:: Stated goal ::
Copy the lines of the listing below word for word, from the line containing "like [(75, 201)]." down through the line containing "[(178, 274)]", both included.

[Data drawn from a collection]
^^^^^^^^^^^^^^^^

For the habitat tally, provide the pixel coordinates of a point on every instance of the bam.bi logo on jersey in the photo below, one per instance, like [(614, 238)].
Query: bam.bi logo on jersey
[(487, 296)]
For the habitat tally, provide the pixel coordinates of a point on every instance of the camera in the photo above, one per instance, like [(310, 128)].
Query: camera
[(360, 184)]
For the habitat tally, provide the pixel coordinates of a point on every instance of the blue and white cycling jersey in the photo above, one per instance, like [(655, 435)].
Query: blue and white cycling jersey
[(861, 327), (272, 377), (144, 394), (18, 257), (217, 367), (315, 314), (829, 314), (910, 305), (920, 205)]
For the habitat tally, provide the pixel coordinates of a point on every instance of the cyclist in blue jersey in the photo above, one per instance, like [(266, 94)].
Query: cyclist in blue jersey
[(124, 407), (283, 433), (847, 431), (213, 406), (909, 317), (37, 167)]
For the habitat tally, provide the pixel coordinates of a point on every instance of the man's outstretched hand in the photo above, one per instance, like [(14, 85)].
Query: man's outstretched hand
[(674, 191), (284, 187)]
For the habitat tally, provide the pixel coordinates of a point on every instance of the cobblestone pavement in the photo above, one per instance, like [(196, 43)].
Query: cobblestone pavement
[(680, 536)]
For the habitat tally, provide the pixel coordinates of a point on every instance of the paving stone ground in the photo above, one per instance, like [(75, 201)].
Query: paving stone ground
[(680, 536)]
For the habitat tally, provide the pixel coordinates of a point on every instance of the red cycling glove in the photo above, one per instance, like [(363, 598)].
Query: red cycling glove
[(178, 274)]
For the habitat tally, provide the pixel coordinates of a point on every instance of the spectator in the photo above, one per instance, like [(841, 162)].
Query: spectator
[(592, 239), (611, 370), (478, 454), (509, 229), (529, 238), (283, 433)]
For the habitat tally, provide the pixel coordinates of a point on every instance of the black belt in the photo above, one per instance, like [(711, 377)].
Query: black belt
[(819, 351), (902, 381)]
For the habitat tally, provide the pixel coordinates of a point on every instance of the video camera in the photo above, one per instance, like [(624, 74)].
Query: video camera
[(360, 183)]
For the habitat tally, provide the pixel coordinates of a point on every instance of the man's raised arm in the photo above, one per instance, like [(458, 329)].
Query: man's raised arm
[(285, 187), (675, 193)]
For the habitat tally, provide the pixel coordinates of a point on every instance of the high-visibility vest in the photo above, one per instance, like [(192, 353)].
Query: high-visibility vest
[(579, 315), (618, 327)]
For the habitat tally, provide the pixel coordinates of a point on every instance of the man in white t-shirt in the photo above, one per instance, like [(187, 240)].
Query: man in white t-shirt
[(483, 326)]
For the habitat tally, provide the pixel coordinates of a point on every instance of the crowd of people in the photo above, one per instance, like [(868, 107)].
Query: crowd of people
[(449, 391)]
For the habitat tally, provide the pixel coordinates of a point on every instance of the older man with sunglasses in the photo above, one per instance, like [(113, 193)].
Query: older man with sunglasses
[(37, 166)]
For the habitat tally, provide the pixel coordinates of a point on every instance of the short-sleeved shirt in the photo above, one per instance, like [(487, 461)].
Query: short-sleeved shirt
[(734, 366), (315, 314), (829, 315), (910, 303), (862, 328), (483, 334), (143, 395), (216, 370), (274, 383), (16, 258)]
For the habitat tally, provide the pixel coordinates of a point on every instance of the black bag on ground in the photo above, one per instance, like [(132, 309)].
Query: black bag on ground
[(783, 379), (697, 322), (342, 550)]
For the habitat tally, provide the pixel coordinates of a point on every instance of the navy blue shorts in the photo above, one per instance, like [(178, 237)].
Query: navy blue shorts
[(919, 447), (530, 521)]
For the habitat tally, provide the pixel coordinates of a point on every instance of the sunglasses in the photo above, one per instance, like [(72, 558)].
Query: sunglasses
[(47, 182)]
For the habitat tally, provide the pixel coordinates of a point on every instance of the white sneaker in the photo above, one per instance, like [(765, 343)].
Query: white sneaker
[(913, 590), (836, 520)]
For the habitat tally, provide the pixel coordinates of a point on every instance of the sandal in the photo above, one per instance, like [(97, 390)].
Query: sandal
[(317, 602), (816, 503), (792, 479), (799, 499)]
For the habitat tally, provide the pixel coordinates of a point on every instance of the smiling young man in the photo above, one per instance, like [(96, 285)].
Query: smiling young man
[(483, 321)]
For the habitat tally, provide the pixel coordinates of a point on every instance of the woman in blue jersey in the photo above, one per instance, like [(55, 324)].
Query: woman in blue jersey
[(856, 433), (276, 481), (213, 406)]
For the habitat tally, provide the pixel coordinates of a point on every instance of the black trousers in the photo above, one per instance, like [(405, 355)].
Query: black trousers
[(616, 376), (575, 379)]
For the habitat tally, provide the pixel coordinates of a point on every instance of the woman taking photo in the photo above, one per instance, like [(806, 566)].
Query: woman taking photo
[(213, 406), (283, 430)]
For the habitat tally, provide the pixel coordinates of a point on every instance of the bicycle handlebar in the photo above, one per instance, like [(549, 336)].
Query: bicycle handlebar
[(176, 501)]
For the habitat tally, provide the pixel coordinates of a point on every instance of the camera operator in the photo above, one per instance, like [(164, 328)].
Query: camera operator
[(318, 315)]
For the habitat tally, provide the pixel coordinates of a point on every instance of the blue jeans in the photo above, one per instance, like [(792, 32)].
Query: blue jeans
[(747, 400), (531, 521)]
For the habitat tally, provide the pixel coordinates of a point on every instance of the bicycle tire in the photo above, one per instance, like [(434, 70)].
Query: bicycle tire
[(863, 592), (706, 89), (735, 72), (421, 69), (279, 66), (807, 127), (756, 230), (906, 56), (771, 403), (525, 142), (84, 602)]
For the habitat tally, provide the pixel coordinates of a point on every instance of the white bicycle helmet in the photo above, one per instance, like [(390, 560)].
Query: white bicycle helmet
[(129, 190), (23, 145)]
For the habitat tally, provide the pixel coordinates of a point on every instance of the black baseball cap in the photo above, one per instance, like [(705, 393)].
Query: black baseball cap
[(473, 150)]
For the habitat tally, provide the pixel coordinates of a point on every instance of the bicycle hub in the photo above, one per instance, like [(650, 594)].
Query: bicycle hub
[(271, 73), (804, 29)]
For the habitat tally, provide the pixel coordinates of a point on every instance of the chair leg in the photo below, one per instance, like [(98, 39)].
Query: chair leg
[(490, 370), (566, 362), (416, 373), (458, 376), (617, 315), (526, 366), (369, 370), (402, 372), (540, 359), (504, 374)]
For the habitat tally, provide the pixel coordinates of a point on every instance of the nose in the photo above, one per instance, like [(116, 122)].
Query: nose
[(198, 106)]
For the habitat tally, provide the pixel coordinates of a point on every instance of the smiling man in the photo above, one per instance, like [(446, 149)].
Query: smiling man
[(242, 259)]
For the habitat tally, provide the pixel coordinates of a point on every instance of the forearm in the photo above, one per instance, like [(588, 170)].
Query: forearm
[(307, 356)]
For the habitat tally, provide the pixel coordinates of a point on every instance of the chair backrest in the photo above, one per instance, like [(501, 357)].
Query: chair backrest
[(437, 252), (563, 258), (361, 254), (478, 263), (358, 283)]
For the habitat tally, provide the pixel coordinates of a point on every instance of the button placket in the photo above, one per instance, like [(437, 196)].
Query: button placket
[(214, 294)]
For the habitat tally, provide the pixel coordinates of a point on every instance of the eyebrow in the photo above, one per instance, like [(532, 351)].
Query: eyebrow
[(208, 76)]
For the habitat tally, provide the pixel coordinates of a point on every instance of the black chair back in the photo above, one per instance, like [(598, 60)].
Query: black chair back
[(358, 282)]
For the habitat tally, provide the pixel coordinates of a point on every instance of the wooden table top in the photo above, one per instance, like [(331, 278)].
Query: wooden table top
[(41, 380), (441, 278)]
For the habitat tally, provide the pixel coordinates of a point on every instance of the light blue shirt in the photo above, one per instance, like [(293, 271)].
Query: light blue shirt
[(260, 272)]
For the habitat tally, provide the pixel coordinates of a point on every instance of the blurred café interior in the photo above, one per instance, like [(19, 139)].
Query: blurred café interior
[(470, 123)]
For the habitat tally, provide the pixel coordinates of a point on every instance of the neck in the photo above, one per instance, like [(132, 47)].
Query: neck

^^^^^^^^^^^^^^^^

:: Task response ::
For the habitat tally, provide the pixel coordinates of a point on every instance of the paving stone ground in the photo above, one per instance, like [(75, 201)].
Query: paving stone ground
[(680, 536)]
For the habitat tally, provide the pixel coordinates of a point on every instance of the red cycling glove in the photo above, one per instance, like [(363, 598)].
Query: red cycling glove
[(178, 274)]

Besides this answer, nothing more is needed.